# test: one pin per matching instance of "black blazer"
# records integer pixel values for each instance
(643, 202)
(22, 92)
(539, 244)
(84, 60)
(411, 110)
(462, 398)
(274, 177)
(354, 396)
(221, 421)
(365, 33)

--------------------------------

**How to complete this task:** Give back every entry exactly, with nothing left out.

**Answer space:**
# test: one pin per matching instance of "black blazer"
# records integer pixel values for each instance
(643, 202)
(22, 92)
(539, 244)
(84, 60)
(411, 110)
(462, 398)
(274, 177)
(354, 396)
(221, 421)
(365, 33)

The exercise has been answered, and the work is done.